Brief:
Collect every line in the records that contains the word "neck", matching case exactly.

Data provided:
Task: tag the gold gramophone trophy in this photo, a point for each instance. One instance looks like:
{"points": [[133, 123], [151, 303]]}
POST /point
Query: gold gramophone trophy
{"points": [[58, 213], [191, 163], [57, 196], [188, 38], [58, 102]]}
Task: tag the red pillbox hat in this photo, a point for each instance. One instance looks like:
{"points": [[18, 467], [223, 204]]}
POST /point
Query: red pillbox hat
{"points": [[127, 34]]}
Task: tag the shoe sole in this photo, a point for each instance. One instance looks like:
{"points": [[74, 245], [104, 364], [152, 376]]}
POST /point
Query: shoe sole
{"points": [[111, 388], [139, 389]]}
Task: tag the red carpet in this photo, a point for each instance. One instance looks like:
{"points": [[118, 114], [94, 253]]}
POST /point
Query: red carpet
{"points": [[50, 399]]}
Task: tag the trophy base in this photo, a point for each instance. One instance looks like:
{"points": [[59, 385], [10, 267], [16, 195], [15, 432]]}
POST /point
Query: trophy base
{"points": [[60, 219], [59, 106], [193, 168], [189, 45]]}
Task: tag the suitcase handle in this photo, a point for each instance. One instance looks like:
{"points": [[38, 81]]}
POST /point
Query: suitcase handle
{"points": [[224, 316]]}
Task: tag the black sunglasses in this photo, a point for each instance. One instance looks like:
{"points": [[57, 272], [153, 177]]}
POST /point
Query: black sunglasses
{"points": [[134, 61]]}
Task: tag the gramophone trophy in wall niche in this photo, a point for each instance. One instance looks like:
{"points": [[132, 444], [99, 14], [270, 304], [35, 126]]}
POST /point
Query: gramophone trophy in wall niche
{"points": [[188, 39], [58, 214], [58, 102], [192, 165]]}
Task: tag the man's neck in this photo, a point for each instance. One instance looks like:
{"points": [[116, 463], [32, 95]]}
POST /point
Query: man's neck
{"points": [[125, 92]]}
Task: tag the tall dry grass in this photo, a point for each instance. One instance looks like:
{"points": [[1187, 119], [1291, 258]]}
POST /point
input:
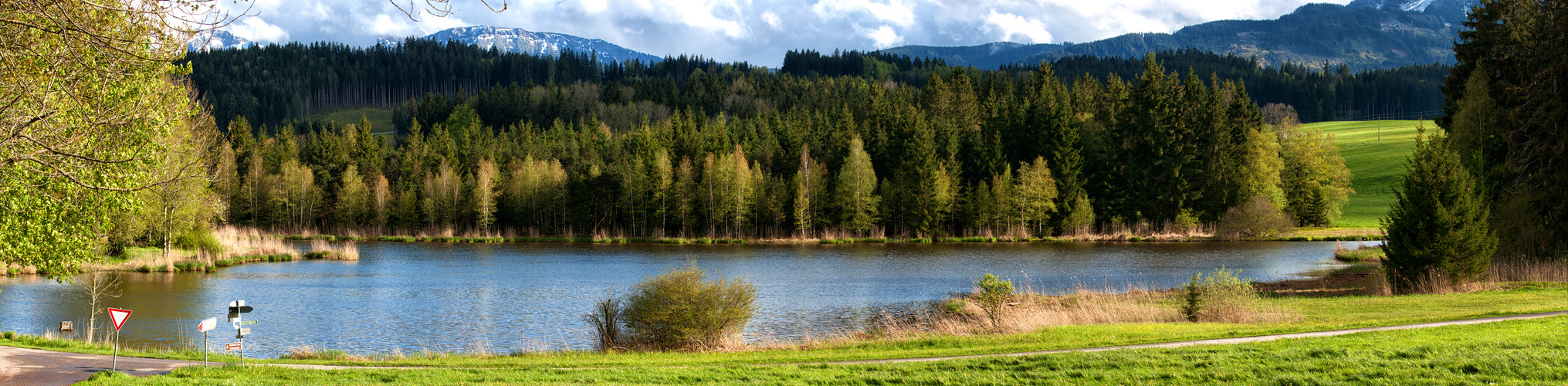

Task response:
Task: tag the man's neck in this photo, a point for each instance. One instance looks like:
Query: man's neck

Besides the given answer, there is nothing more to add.